EXTRAIT ->
········
Citations sur Six pieds sur terre (37)
L’énergie que ça demande de vivre,
quand tout de soi veut s’arrêter,
les gens comprennent à présent.
On fait ce qu'on peut, avec ce qu'on a. C'est ça la vérité. La seule chose à comprendre.
Pour le deviner il faut s'être tenu à la frontière de soi. Cet endroit des limites solides, celles auxquelles on se heurte un jour, malgré toute la bonne volonté, tout le courage. On découvre l'évidence : cette vie n'est facile pour personne et elle nous doit rien. Tout en est l'écrin, on ne peut pas faire le tri. On habite, seul, nos douleurs autant que nos possibles.
Le malaise de Jérémy est du crépi, ceux qui s'y frottent s'y arrachent d'infimes particules, des miettes d'âme, il s'inflige à eux par un crachin discret, involontaire mais bien réel
Ce soir-là, quand tu as décidé de partir, c'est ce vide immense que tu m'as jeté au visage. Tout ce qu'on n'a jamais su être l'un pour l'autre, ce qu'on a jamais été.
C’est pas si difficile, mourir. Oui, c’est vivre qui réclame un effort. S’accrocher, faire bonne figure, mentir aux autres, se tenir là, au milieu d’eux, droit et le souffle clair, sans suffocation, sans soupir. Sans donner l’impression de trouver ça pesant, les sourires vides qu’il faut redessiner sans cesse, tous ces masques à lustrer pour qu’ils soient beaux et brillants.
········
CONSIGNE -> Recopiez fidèlement le passage de l'extrait qui commence aux mots « Citations sur Six » et s'arrête après « chose à comprendre. ». Les lignes ci-dessous ne jouent aucun rôle ici.

(Entrées de données enregistrées)
········
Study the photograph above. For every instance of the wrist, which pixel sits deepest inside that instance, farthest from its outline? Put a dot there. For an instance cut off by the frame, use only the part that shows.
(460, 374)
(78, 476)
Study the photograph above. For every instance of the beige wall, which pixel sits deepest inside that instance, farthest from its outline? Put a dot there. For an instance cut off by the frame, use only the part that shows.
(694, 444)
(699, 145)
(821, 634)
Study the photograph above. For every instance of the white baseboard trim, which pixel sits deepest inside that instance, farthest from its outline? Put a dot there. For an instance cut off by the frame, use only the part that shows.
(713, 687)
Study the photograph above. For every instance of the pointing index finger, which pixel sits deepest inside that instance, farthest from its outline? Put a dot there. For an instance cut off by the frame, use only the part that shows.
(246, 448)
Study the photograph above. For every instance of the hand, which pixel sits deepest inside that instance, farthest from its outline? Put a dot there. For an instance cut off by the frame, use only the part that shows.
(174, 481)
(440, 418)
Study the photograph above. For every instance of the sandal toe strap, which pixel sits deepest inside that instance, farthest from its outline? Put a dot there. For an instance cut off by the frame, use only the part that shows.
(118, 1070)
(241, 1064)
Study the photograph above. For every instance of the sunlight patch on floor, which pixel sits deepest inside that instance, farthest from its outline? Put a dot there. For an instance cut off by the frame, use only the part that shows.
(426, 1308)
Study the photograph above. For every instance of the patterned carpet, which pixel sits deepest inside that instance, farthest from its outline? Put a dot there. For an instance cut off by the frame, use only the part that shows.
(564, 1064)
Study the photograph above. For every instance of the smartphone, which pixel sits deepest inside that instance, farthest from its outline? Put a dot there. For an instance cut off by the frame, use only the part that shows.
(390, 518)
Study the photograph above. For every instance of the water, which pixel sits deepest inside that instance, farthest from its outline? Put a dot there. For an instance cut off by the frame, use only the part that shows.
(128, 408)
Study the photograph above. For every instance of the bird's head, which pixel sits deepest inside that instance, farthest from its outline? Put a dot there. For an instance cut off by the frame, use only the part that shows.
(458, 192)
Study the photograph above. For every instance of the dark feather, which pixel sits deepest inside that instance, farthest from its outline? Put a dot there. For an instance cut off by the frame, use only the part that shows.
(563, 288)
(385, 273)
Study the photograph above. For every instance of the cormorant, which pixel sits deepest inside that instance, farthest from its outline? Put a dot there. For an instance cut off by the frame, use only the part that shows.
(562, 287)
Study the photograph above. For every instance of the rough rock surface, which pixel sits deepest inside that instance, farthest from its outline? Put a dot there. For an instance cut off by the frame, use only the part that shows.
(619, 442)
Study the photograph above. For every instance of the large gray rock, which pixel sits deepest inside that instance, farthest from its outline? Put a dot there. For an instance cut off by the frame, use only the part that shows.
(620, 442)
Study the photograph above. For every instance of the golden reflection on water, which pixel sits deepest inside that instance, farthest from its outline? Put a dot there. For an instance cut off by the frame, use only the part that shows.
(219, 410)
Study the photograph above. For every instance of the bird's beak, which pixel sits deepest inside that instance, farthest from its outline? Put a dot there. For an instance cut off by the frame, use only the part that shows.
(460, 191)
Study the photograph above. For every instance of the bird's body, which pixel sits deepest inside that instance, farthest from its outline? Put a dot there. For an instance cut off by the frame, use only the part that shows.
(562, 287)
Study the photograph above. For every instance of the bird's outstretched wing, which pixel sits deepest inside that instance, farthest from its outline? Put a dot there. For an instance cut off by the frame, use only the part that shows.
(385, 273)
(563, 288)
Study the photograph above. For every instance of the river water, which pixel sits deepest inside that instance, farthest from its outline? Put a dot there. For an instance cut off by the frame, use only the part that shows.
········
EXERCICE CORRIGÉ ->
Citations sur Six pieds sur terre (37)
L’énergie que ça demande de vivre,
quand tout de soi veut s’arrêter,
les gens comprennent à présent.
On fait ce qu'on peut, avec ce qu'on a. C'est ça la vérité. La seule chose à comprendre.